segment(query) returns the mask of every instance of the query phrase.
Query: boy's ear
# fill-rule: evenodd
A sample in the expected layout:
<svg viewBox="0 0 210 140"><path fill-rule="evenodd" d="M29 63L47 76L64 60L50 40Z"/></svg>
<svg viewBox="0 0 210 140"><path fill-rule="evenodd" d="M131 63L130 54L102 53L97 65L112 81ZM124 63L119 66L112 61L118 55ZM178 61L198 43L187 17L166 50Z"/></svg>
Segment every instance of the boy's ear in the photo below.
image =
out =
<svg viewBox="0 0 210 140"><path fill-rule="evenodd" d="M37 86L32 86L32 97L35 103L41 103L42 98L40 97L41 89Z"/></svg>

◆ **PROBLEM**: Reproduce the material above in full, keeping every line and character unchanged.

◆ **ANSWER TO THE EXERCISE**:
segment(query) returns the mask of every instance of the query phrase.
Query: boy's ear
# fill-rule: evenodd
A sample in the expected layout:
<svg viewBox="0 0 210 140"><path fill-rule="evenodd" d="M29 63L47 76L64 60L50 40Z"/></svg>
<svg viewBox="0 0 210 140"><path fill-rule="evenodd" d="M131 63L130 54L102 53L97 65L112 81ZM124 63L119 66L112 61L118 55ZM178 61L198 43L187 17L166 50Z"/></svg>
Segment every instance of the boy's ear in the photo below.
image =
out =
<svg viewBox="0 0 210 140"><path fill-rule="evenodd" d="M37 86L32 86L32 97L35 103L41 103L42 98L40 97L41 89Z"/></svg>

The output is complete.